╭─ 本文

ウイルスを不活化し人体には無害な「遠紫外線」の効果

新型コロナウイルスの感染経路のひとつは、空気中を漂う小さなエアロゾル(飛沫核)とされている。研究によると、新型コロナウイルスに汚染されたエアロゾル粒子は、空気中に放たれると、数分から数時間そのまま浮遊する。そうした粒子を吸い込むことで感染するわけだ。

感染した粒子が漂う空気を除菌する方法はないものかと、これまで数々の実験が行われてきた。そこで、換気や、空気のろ過に加え、遠紫外線(Far-UVC)のライトが人に害を与えずにウイルスを不活化する仕組みを示した研究を紹介したい。

╰─
╭─ 学習資料

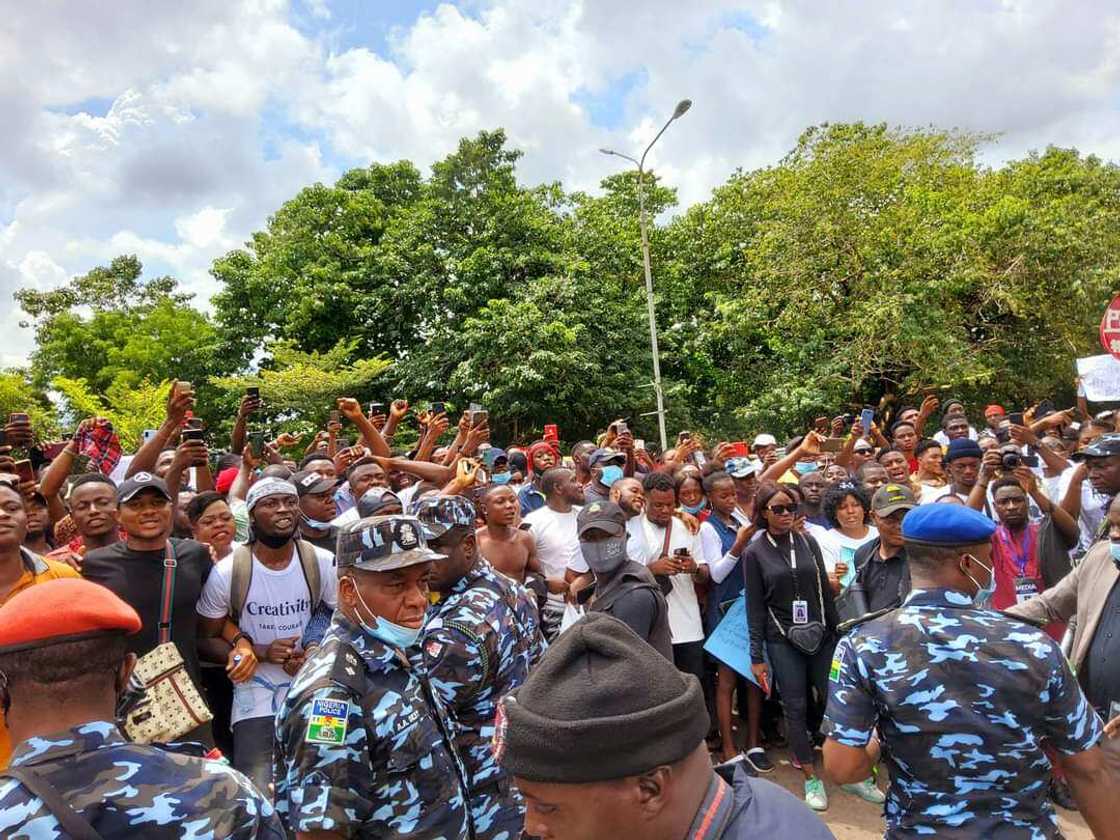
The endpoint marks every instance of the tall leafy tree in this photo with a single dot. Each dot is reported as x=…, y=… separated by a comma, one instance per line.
x=112, y=327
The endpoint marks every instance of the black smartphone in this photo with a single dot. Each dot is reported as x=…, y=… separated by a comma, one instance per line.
x=867, y=418
x=25, y=470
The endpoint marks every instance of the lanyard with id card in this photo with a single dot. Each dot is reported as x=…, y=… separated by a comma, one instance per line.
x=800, y=606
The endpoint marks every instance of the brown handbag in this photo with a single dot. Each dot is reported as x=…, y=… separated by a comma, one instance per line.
x=171, y=706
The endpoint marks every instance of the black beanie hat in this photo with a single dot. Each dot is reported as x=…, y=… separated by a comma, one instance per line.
x=602, y=705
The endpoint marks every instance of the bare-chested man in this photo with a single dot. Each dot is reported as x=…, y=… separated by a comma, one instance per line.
x=510, y=550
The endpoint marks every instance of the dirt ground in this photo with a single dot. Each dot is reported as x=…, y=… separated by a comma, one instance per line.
x=851, y=819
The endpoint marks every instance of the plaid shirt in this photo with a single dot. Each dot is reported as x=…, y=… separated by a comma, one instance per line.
x=101, y=446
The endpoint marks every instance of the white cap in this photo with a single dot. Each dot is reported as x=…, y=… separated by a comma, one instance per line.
x=269, y=486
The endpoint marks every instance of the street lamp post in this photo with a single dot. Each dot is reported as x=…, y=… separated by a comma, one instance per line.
x=682, y=106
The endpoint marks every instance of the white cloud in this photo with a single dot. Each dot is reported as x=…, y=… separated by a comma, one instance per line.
x=203, y=118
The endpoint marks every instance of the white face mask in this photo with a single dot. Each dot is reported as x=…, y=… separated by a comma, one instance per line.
x=983, y=593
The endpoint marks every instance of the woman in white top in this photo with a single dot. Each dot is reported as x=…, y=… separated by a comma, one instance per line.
x=847, y=507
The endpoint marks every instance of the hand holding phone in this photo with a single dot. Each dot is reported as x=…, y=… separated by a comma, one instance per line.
x=867, y=419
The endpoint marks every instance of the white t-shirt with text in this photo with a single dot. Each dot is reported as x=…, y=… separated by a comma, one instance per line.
x=278, y=605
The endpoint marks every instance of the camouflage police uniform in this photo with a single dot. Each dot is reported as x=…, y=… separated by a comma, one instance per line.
x=363, y=745
x=962, y=698
x=130, y=790
x=478, y=645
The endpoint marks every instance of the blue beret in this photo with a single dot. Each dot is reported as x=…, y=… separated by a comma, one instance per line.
x=946, y=525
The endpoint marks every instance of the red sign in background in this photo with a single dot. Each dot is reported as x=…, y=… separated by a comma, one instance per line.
x=1110, y=328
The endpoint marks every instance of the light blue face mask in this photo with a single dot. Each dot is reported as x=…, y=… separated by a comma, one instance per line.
x=391, y=634
x=983, y=593
x=610, y=475
x=696, y=509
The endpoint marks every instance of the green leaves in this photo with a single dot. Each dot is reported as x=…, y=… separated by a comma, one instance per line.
x=307, y=384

╰─

> **課題 A**:
遠紫外線についての本文によると、新型コロナウイルスに汚染されたエアロゾル粒子は、空気中に放たれてからどれくらいの間浮遊するか。
> **課題 B**:
遠紫外線についての本文を、最後の文の後から書き継げ。

> **解答 A**:
数分から数時間。

> **解答 B**:
紫外線殺菌ライトのメリットとデメリット

紫外線の殺菌ライトには、いくつかの細菌やウイルスの感染を抑える作用があることが実証されている。たとえば、麻疹(はしか)やおたふくかぜの感染を抑えられるほか、モルモットを使った結核の実験では、感染が70%抑制されたことが示された。

しかし、紫外線殺菌ライトを巡っては、波長が254nm(ナノメートル)と長く、人体に有害で、皮膚がんや眼の損傷を引き起こすことが大きな課題となってきた。慎重な使用を心がけたとしても、紫外線殺菌ライトを誤って浴びてしまう事故が起きる可能性はあり、痛みを伴うやけどを負ったり損傷を受けたりする危険性は残る。

遠紫外線は人体に無害

紫外線殺菌ライトを使った場合の悪影響を回避すべく、米コロンビア大学アービング医療センターの科学者グループが、異なるタイプの紫外線である遠紫外線(Far-UVC)を使った実験を行った。遠紫外線は、波長が200~230nmと短く、人間の皮膚への透過力が低い一方で、空気中を漂う小さなウイルス粒子を攻撃する効果はある。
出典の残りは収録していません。